### Given problem 1
Print the extracted data records below line for line, leaving the pictures out of what you reproduce.
━━━━━ Text segment ━━━━━
How much does one have to spend to get R3D playback in Adobe CS6 on a Mac or PC (without a rocket card)

Mac:

1/4 res = $? WITH what components? Graphics card, cpu, ram, etc.
1/2 res = $? " "
etc...

PC:
1/4 res = $? " "
1/2 res = $? " "
 
From what I hear the CS6 for PC performs marginally better. It also gives you more variety for hardware system options (more GPU's specifically). That being said it gives you a million times the head ache when things do not work correctly on the PC. So for me, mac is worth the stability. but that is a personal preference.

Pricing, its all intel parts, sold by differing brands. So it depends on the "brand equity" if anything.

HP is having a a good sale right now, check the "post production hardware" thread for details on how to save 27 percent. I would suggest getting a barebones 12 core mac pro from apple and upgrade the ram/hdd's/ssd's from macsales.com... different strokes for different folks, in the end it all does the same stuff.
━━━━━
### Given problem 2
Output the section of the R3D playback post starting at "From what I" and ending at "a personal preference.", word for word.
━━━━━ Input rows ━━━━━
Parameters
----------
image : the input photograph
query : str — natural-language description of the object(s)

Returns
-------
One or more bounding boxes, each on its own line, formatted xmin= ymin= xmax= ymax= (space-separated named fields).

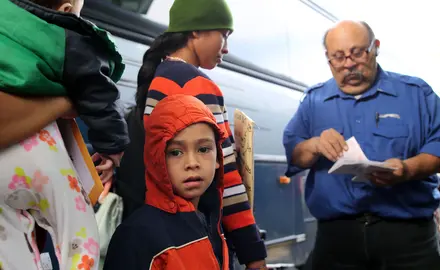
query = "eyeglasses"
xmin=328 ymin=38 xmax=376 ymax=68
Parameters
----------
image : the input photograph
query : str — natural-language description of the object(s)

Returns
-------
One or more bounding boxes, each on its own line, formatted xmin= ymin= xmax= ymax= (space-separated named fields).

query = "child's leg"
xmin=0 ymin=203 xmax=39 ymax=270
xmin=0 ymin=123 xmax=99 ymax=270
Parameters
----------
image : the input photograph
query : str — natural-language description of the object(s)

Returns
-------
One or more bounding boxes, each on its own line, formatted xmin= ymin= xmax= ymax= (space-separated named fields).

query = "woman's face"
xmin=192 ymin=30 xmax=231 ymax=69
━━━━━
### Task answer 1
Parameters
----------
image : the input photograph
query : str — natural-language description of the object(s)

Returns
-------
One or more bounding boxes, each on its own line, formatted xmin= ymin= xmax= ymax= (space-separated named fields).

query = "eyeglasses"
xmin=328 ymin=38 xmax=376 ymax=68
Parameters
----------
image : the input photograph
query : str — natural-language description of the object(s)

Returns
-------
One or more bounding boxes, each on its own line, formatted xmin= ymin= xmax= ymax= (space-separated named fields).

query = "child's leg"
xmin=0 ymin=203 xmax=39 ymax=270
xmin=0 ymin=123 xmax=99 ymax=270
Parameters
----------
image : the input photograph
query : str — natural-language description of the object(s)

Returns
-------
One or more bounding boxes, each on its own line, formatted xmin= ymin= xmax= ymax= (space-separated named fields).

query = "woman's face"
xmin=192 ymin=30 xmax=231 ymax=69

### Task answer 2
From what I hear the CS6 for PC performs marginally better. It also gives you more variety for hardware system options (more GPU's specifically). That being said it gives you a million times the head ache when things do not work correctly on the PC. So for me, mac is worth the stability. but that is a personal preference.